### Set task
Each line below should be quoted exactly, please.

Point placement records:
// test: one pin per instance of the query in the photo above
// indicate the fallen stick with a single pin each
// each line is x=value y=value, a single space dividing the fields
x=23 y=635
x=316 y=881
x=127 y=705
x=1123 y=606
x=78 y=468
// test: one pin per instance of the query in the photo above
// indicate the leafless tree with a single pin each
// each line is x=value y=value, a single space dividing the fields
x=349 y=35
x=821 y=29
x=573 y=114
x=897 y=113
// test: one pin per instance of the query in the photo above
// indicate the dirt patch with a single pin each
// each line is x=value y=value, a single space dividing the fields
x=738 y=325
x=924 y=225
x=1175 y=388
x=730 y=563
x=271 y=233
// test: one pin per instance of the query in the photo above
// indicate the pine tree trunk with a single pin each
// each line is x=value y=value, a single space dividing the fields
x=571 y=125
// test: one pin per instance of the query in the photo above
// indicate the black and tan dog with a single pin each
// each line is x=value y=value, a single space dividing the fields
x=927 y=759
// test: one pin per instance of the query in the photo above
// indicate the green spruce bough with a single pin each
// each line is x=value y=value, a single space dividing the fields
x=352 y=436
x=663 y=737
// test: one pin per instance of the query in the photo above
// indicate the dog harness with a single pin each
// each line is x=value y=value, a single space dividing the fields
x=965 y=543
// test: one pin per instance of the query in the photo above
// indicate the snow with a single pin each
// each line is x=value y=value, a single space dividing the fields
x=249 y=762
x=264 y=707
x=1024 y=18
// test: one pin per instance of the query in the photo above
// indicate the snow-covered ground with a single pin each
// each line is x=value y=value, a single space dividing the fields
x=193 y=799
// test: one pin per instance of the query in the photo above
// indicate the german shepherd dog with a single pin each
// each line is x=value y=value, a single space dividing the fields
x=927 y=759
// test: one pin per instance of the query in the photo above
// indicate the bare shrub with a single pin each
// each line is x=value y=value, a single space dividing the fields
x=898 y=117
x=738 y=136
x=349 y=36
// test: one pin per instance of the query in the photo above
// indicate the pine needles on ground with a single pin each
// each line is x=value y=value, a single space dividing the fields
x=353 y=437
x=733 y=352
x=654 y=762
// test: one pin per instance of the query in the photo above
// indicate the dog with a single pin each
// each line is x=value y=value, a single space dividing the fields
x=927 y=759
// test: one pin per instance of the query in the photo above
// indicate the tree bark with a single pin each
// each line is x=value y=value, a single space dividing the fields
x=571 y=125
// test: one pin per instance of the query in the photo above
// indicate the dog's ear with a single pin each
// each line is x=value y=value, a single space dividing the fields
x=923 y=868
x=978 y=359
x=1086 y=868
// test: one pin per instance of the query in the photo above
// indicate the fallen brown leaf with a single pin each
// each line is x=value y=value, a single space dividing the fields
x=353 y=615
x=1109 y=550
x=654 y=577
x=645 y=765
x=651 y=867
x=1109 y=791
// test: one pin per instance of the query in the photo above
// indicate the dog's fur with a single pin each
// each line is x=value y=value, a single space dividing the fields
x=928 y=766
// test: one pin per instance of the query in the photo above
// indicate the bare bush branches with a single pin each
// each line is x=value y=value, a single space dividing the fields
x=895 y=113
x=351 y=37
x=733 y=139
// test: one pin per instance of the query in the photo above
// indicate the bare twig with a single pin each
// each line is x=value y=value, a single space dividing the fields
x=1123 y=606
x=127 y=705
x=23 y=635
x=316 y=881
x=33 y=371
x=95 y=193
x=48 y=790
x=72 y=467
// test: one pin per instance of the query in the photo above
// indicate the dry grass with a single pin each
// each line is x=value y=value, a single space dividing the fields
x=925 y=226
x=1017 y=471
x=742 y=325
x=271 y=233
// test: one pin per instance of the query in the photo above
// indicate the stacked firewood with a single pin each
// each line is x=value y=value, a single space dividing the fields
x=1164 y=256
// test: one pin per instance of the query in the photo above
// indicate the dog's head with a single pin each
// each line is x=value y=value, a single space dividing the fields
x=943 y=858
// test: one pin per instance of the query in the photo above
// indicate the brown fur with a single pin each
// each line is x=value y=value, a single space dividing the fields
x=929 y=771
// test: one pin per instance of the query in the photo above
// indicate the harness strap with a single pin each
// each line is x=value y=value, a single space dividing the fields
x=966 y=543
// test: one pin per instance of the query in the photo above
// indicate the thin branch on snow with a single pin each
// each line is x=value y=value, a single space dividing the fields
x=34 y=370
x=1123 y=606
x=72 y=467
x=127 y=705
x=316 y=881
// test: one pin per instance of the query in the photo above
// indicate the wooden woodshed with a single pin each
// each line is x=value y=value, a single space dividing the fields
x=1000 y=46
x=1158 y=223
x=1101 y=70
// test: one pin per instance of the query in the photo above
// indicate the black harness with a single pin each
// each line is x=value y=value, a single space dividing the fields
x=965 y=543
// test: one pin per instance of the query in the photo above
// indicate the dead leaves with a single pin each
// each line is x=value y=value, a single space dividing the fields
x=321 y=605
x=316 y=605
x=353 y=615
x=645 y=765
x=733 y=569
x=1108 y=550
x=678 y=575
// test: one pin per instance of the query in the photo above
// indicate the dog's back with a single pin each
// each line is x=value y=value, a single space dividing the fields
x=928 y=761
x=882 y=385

### Worked answer
// test: one pin per instance of the query in the photo above
// indicate the fallen stick with a single pin each
// each line is x=value y=value, a single space dividing the fields
x=23 y=635
x=316 y=881
x=127 y=705
x=1123 y=606
x=78 y=468
// test: one pin per instance of the query in the photo above
// indicate the leafless tree with a single pin each
// each line is x=value y=value, a single space dividing the fields
x=349 y=35
x=821 y=29
x=573 y=114
x=897 y=113
// test: one pin per instance of the query in the photo above
// indicate the dirt patch with a single pin each
// each line is x=value y=value, a single space dividing the fields
x=738 y=325
x=924 y=225
x=1175 y=388
x=730 y=563
x=271 y=233
// test: one pin per instance of the query in the photo above
// indicate the pine tree trunk with a single pin each
// each line is x=value y=value, a single space dividing the fields
x=571 y=125
// test: one pin per instance of the query in the photo above
// indicate the black and tan dog with a single pin each
// each line is x=value y=value, a single space dividing the fields
x=927 y=759
// test: one pin per instance of the query in the photo above
// indicate the green spruce bough with a single pin each
// each line is x=value y=value, a single space dividing the fields
x=352 y=436
x=663 y=737
// test: one pin per instance of the query in the photo above
// indicate the dog harness with a single pin each
// each line is x=value y=value, a single space dividing the fields
x=965 y=543
// test: one pin per instance of the query in the photo above
// indicate the snow with a single pin each
// each line is x=value y=value, a single space dividing the fields
x=249 y=762
x=264 y=707
x=1024 y=18
// test: one pin per instance of the query in the photo above
// indicate the snow-covered ground with a single pin each
// each line is x=value y=value, a single space dividing the fields
x=193 y=799
// test: one pin per instance of the query in the photo above
// indicate the german shepherd dog with a single pin each
// each line is x=value y=value, a single space dividing the fields
x=927 y=759
// test: one pin per instance of the query in the photo above
// indicate the bare shrub with a single pin each
// each line is x=value y=value, a single space dividing the fields
x=898 y=117
x=738 y=136
x=349 y=36
// test: one pin per instance of the query in the photo above
// indicate the pine needles on ground with a single pin each
// each line is x=value y=value, a single space dividing the fields
x=353 y=437
x=733 y=352
x=654 y=762
// test: one pin per instance of the query in the photo above
// indicate the dog with a single pin each
// each line is x=value y=value, a single space dividing the fields
x=927 y=759
// test: one pin per instance of the query in the photo above
// indicate the tree bark with a single pin each
// each line is x=value y=value, a single space dividing the fields
x=571 y=125
// test: one pin per instance of the query in the photo above
// indicate the dog's ear with a single pin each
// each line is x=value y=value, a single space dividing the fields
x=923 y=868
x=978 y=359
x=1086 y=868
// test: one pin per instance of the query in the photo above
// indicate the fallen brown leaf with a single pin each
// each line is x=value y=value, a single space dividing the fields
x=353 y=615
x=1109 y=550
x=654 y=577
x=645 y=765
x=651 y=867
x=1109 y=791
// test: one pin per instance of the query in the photo above
// indicate the dog's fur with a single pin each
// each line is x=value y=value, a single space dividing the fields
x=928 y=766
// test: one pin per instance of the query in the photo above
// indicate the bare bush branches with a single pin each
// each line is x=value y=value, a single space dividing the fields
x=895 y=113
x=351 y=37
x=733 y=139
// test: one pin per instance of the query in the photo above
// indicate the bare twig with a single pin each
// each line is x=value y=value, a single space dividing the fields
x=1123 y=606
x=127 y=705
x=23 y=635
x=316 y=881
x=33 y=371
x=95 y=193
x=48 y=790
x=72 y=467
// test: one pin per instance of the query in the photo above
// indicate the dry grass with a single pin each
// each line is x=value y=value, a single space dividing the fields
x=925 y=226
x=1017 y=471
x=742 y=325
x=271 y=233
// test: one pin per instance of the query in the photo above
// indicate the stacked firewood with a single pin each
// each line is x=value y=value, a single space dividing the fields
x=1164 y=256
// test: one pin per instance of the query in the photo above
// indicate the dog's head with a single pin each
// each line is x=value y=value, a single space dividing the fields
x=943 y=858
// test: one pin per instance of the query in the photo above
// indicate the brown fur with a single pin each
// each line is x=value y=value, a single space dividing the fields
x=929 y=771
// test: one pin per instance of the query in the photo above
// indicate the harness strap with a single pin each
// each line is x=value y=value, a single space dividing the fields
x=966 y=543
// test: one pin per instance of the query in the photo above
// indicate the thin branch on snow with a single pin each
// each line is x=value y=value, a single space dividing the fields
x=34 y=370
x=1123 y=606
x=72 y=467
x=127 y=705
x=316 y=881
// test: one pin per instance of the query in the photo above
// indicate the wooden woodshed with a single pin each
// each line is x=value y=value, a single space dividing the fields
x=1000 y=46
x=1158 y=223
x=1101 y=70
// test: one pin per instance of the query in the photo above
// indicate the black harness with a single pin each
// each line is x=value y=value, a single space dividing the fields
x=965 y=543
// test: one pin per instance of the query in the photo above
// indicate the dead leaves with a single pin each
// each line is x=value y=value, a single space dividing the fields
x=321 y=605
x=316 y=605
x=353 y=615
x=645 y=765
x=733 y=569
x=1108 y=550
x=678 y=575
// test: one pin per instance of the query in the photo above
// indicate the dog's back with a single pin each
// each line is x=value y=value, a single space dividing the fields
x=928 y=761
x=882 y=385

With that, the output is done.